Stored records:
────────────────
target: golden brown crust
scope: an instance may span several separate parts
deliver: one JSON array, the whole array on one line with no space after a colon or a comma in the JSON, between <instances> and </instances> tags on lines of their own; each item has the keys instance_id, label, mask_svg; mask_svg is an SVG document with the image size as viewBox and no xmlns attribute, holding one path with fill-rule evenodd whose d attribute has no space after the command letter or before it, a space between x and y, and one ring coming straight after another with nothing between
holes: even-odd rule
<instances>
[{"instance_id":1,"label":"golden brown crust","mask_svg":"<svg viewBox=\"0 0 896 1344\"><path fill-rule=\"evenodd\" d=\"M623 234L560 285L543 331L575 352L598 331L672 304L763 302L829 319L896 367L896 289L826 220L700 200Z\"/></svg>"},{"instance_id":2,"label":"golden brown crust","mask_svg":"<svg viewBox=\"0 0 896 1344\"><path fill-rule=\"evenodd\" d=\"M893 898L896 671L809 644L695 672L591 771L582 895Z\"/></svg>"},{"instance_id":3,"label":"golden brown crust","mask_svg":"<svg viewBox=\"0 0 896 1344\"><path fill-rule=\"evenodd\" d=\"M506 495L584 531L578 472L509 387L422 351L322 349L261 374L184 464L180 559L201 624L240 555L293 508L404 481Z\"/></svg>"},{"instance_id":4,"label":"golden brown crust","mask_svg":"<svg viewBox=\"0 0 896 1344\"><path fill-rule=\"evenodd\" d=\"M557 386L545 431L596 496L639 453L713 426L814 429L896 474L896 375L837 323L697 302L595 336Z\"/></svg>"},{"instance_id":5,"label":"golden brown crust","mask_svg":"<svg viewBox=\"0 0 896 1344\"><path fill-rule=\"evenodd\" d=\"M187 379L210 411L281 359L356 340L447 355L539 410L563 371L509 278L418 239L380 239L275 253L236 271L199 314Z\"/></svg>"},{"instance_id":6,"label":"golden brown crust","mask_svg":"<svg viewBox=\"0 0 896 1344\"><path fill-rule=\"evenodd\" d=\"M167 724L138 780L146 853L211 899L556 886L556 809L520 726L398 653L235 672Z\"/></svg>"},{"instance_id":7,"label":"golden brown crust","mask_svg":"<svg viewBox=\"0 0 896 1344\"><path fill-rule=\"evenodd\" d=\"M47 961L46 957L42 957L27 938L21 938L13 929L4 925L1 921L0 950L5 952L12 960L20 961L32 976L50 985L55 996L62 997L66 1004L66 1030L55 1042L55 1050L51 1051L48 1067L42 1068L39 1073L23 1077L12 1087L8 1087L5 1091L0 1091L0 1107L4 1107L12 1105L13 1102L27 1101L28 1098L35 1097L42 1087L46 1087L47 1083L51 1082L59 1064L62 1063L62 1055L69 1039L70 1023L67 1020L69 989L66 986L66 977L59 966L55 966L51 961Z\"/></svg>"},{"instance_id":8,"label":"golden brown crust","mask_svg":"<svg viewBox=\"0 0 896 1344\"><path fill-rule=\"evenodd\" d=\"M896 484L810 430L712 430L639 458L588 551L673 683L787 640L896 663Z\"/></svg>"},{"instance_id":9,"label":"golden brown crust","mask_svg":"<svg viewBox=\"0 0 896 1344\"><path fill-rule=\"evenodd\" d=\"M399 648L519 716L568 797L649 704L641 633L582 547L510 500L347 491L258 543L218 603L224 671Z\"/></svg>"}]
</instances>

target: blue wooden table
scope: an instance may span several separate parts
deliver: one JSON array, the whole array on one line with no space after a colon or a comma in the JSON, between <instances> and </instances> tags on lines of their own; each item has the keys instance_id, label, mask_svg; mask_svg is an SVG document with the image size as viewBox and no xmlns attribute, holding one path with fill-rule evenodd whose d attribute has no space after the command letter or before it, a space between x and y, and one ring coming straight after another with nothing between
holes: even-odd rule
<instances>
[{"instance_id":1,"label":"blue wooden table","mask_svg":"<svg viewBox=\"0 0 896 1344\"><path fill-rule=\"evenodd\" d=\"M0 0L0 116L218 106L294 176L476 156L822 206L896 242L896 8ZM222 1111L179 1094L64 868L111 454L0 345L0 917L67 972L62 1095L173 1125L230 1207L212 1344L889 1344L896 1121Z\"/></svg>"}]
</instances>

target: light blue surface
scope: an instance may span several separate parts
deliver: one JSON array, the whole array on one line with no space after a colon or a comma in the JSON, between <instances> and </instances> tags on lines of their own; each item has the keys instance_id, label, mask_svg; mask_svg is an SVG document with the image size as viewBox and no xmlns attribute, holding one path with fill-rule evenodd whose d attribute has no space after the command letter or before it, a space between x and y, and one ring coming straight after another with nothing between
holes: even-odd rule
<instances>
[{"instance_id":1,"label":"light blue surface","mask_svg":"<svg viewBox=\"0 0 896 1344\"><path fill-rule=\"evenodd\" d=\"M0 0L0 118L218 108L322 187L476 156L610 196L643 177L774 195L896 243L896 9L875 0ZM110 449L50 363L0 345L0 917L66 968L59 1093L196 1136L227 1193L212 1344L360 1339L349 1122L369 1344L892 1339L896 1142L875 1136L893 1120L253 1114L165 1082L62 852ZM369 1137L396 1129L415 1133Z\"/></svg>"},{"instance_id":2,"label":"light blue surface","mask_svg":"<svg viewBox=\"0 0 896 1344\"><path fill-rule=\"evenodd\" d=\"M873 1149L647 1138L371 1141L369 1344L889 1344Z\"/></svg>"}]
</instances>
────────────────
[WHAT YOU HAVE TO DO]
Switch every occurrence of "even-odd rule" to "nonzero rule" in all of the records above, and write out their lines again with nothing else altered.

[RESPONSE TO THE TASK]
target: golden brown crust
scope: an instance may span several separate parts
deliver: one JSON array, the whole array on one line with no space after a colon or a comma in the JSON, between <instances> and </instances> tags on lines of their own; each item has the keys instance_id, label, mask_svg; mask_svg is an SVG document with the image size as viewBox and no xmlns attribute, holding one path with fill-rule evenodd whose d attribute has no space after the command letter or before it, a space between x and y, and one ring coming straight after another with nothing between
holes: nonzero rule
<instances>
[{"instance_id":1,"label":"golden brown crust","mask_svg":"<svg viewBox=\"0 0 896 1344\"><path fill-rule=\"evenodd\" d=\"M623 234L560 285L543 331L575 352L598 331L672 304L763 302L829 319L896 367L896 289L826 220L700 200Z\"/></svg>"},{"instance_id":2,"label":"golden brown crust","mask_svg":"<svg viewBox=\"0 0 896 1344\"><path fill-rule=\"evenodd\" d=\"M893 898L896 671L809 644L695 672L591 771L582 895Z\"/></svg>"},{"instance_id":3,"label":"golden brown crust","mask_svg":"<svg viewBox=\"0 0 896 1344\"><path fill-rule=\"evenodd\" d=\"M506 495L584 531L578 472L509 387L422 351L322 349L261 374L184 464L180 559L201 624L240 555L293 508L404 481Z\"/></svg>"},{"instance_id":4,"label":"golden brown crust","mask_svg":"<svg viewBox=\"0 0 896 1344\"><path fill-rule=\"evenodd\" d=\"M557 386L545 431L596 496L639 453L713 426L814 429L896 474L896 375L837 323L697 302L595 336Z\"/></svg>"},{"instance_id":5,"label":"golden brown crust","mask_svg":"<svg viewBox=\"0 0 896 1344\"><path fill-rule=\"evenodd\" d=\"M187 379L210 411L281 359L356 340L447 355L539 410L563 371L509 278L418 239L380 239L275 253L236 271L199 314Z\"/></svg>"},{"instance_id":6,"label":"golden brown crust","mask_svg":"<svg viewBox=\"0 0 896 1344\"><path fill-rule=\"evenodd\" d=\"M167 724L138 780L146 853L211 899L556 886L556 809L520 726L398 653L235 672Z\"/></svg>"},{"instance_id":7,"label":"golden brown crust","mask_svg":"<svg viewBox=\"0 0 896 1344\"><path fill-rule=\"evenodd\" d=\"M47 961L46 957L42 957L27 938L21 938L13 929L4 925L1 921L0 950L5 952L12 960L20 961L32 976L50 985L55 996L62 997L66 1004L66 1030L55 1042L55 1050L51 1051L48 1067L42 1068L39 1073L23 1077L12 1087L8 1087L5 1091L0 1091L0 1107L4 1107L12 1105L13 1102L27 1101L28 1098L35 1097L42 1087L46 1087L47 1083L51 1082L59 1064L62 1063L62 1055L69 1039L70 1023L67 1020L69 989L66 986L66 977L59 966L55 966L51 961Z\"/></svg>"},{"instance_id":8,"label":"golden brown crust","mask_svg":"<svg viewBox=\"0 0 896 1344\"><path fill-rule=\"evenodd\" d=\"M896 484L810 430L712 430L639 458L588 551L673 683L787 640L896 663Z\"/></svg>"},{"instance_id":9,"label":"golden brown crust","mask_svg":"<svg viewBox=\"0 0 896 1344\"><path fill-rule=\"evenodd\" d=\"M399 648L519 716L568 797L649 704L641 633L582 547L510 500L347 491L258 543L218 603L224 671Z\"/></svg>"}]
</instances>

target: blue wooden table
scope: an instance may span several separate parts
deliver: one JSON array, the whole array on one line with no space after a colon or a comma in the JSON, between <instances> and </instances> tags on lines of their own; each item has the keys instance_id, label, mask_svg; mask_svg is an SVG document with the image size as viewBox and no xmlns attribute, holding one path with fill-rule evenodd whose d attribute has no space after the command letter or before it, a space between x and y, and one ring coming straight after another with nothing between
holes: nonzero rule
<instances>
[{"instance_id":1,"label":"blue wooden table","mask_svg":"<svg viewBox=\"0 0 896 1344\"><path fill-rule=\"evenodd\" d=\"M0 0L0 116L218 106L294 176L476 156L822 206L896 242L896 8ZM222 1111L179 1094L64 868L111 454L0 345L0 917L67 972L62 1095L173 1125L230 1207L212 1344L889 1344L896 1121Z\"/></svg>"}]
</instances>

target: light blue surface
scope: an instance may span several separate parts
deliver: one JSON array, the whole array on one line with no space after a colon or a comma in the JSON, between <instances> and </instances> tags on lines of their own; each item has the keys instance_id, label, mask_svg; mask_svg is an SVG document with the image size as viewBox and no xmlns attribute, holding one path with fill-rule evenodd whose d attribute has no space after the command letter or before it, a space between x and y, and one ring coming straight after another with nothing between
holes: nonzero rule
<instances>
[{"instance_id":1,"label":"light blue surface","mask_svg":"<svg viewBox=\"0 0 896 1344\"><path fill-rule=\"evenodd\" d=\"M0 0L0 118L218 108L322 187L476 156L610 196L643 177L774 195L896 243L896 9L875 0ZM110 449L50 363L0 345L0 917L66 968L59 1093L196 1136L227 1193L212 1344L360 1339L349 1122L369 1344L892 1339L896 1142L875 1136L893 1120L253 1114L165 1082L62 852ZM369 1137L396 1129L415 1133Z\"/></svg>"},{"instance_id":2,"label":"light blue surface","mask_svg":"<svg viewBox=\"0 0 896 1344\"><path fill-rule=\"evenodd\" d=\"M873 1149L647 1138L371 1141L369 1344L889 1344Z\"/></svg>"}]
</instances>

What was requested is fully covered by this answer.